BRIEF: Without skipping anything, write out each record below exactly.

TASK MATERIAL:

====

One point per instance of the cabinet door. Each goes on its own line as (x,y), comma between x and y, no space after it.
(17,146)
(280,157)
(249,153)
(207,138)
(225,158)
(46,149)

====

RESPONSE AREA:
One point per instance of the cabinet door. Each goes on its own line as (x,y), comma between x and y, no space after it.
(17,146)
(280,157)
(249,153)
(207,138)
(225,158)
(46,149)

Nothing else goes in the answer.